L’esprit de l’entretien motivationnel

L’esprit qui sous-tend la pratique de l’entretien motivationnel est tout aussi important que la méthode. Il repose sur un certain nombre de valeurs et principes décrits ici. Comme le précisent William R. Miller et Stephen Rollnick, ceux-ci ne constituent pas un pré-requis à la pratique de l’entretien motivationnel, car les mettre en oeuvre pleinement est très difficile, l’oeuvre d’une vie. Ils sont le cadre de référence, la manière d’être vers lesquels tend chaque professionnel en pratiquant l’EM.

Le partenariat

Dans l’entretien motivationnel, le praticien évite la posture de l’expert qui dispense son savoir à une personne passive. À l’inverse, la relation est envisagée comme une collaboration dans laquelle chacun est acteur, et surtout expert. Le professionnel est expert dans son domaine, détenteur d’un savoir technique. La personne aidée est, elle, experte de sa situation. Elle se connait mieux que quiconque, elle sait ce dont elle est capable, ce qui est difficile pour elle, comment elle réagit dans certaines situations. Cette posture est essentielle, on ne peut pas contraindre une personne à prendre une décision et à s’y tenir, le changement ne pourra émerger que de sa motivation propre.

**Données enregistrées:**
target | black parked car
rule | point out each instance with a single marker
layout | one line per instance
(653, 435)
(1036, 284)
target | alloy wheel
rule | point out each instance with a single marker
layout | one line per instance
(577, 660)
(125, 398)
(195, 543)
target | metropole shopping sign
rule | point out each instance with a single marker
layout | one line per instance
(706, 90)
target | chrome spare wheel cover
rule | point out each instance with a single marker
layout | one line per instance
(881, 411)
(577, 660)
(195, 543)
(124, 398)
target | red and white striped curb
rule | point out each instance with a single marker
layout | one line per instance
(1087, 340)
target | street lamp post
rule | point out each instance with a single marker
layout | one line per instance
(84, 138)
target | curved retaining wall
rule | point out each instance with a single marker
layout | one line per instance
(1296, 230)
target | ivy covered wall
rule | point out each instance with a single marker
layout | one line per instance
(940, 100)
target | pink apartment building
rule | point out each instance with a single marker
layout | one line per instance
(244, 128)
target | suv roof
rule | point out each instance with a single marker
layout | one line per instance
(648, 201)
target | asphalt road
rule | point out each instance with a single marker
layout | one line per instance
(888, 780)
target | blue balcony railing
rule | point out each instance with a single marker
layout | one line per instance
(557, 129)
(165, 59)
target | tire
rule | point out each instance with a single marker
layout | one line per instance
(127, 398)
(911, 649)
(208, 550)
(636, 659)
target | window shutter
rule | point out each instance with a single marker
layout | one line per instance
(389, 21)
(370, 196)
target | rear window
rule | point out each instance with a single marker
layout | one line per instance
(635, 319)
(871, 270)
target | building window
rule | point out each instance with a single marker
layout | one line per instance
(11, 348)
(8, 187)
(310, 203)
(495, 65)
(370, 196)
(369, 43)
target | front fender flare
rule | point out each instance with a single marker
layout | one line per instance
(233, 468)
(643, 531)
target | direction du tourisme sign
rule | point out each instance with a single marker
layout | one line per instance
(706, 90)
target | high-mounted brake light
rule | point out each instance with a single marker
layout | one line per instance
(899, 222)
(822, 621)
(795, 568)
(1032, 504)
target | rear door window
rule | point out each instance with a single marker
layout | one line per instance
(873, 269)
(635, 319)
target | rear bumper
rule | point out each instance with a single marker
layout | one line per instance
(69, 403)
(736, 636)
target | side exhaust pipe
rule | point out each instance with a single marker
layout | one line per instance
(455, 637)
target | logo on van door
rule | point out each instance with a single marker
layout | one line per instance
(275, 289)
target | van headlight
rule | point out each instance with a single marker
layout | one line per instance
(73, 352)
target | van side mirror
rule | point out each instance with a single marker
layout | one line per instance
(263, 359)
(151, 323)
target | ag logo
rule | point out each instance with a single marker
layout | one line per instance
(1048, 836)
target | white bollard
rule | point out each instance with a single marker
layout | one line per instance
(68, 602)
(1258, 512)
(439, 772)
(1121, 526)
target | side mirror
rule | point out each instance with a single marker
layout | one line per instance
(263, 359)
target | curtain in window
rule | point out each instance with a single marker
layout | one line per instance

**Travail à réaliser:**
1. Indiquez si chacune de ces affirmations concorde avec l'extrait sur l'entretien motivationnel, en répondant par oui ou par non et en citant les mots de l'extrait qui tranchent :
(a) Selon Miller et Rollnick, ces valeurs et principes sont un pré-requis à la pratique de l'entretien motivationnel.
(b) La personne aidée est considérée comme experte de sa situation.
(c) Le praticien adopte la posture de l'expert qui dispense son savoir.
2. Poursuivez l'extrait sur l'entretien motivationnel après sa dernière phrase.
Vous n'aurez pas besoin de la liste.

**Réponses ordonnées:**
1.
(a) Non : « ceux-ci ne constituent pas un pré-requis à la pratique de l’entretien motivationnel ».
(b) Oui : « La personne aidée est, elle, experte de sa situation. »
(c) Non : « le praticien évite la posture de l’expert qui dispense son savoir à une personne passive ».

2.
Cette posture est parfois radicalement opposée à celle enseignée aux jeunes professionnels, auxquels on apprend à fournir rapidement une réponse standardisée aux situations qui se présentent. S’inscrire dans une relation de collaboration requiert un nouvel apprentissage, dans laquelle il faudra prendre conscience de ses propres mécanismes et aspirations.

Le non-jugement

Le concept de non-jugement a des racines profondes dans le travail de Carl Rogers[ref to=1], et se décline selon quatre aspects, quatre attitudes que l’intervenant cherchera à intégrer.

Le premier aspect est le regard inconditionnellement positif, c’est-à-dire l’acceptation de l’autre tel qu’il est, et la croyance en sa capacité à évoluer. Porter ce regard positif et confiant sur la personne est très important pour lui permettre d’évoluer.

La seconde dimension est l’empathie approfondie. Par cette démarche, l’intervenant cherche à comprendre le cadre de référence de l’autre, à ressentir son monde intérieur. Cette posture aide à ne pas évaluer la personne depuis notre propre cadre de référence.

Le troisième aspect du non-jugement est le respect et le soutien de l’autonomie de la personne. Il a été montré que chercher à contraindre une personne, chercher à diriger son comportement, génère de la réactance psychologique, autrement dit le désir de restaurer sa liberté. À l’inverse, il convient de faire confiance à la personne dans sa capacité à se diriger elle-même vers une évolution positive.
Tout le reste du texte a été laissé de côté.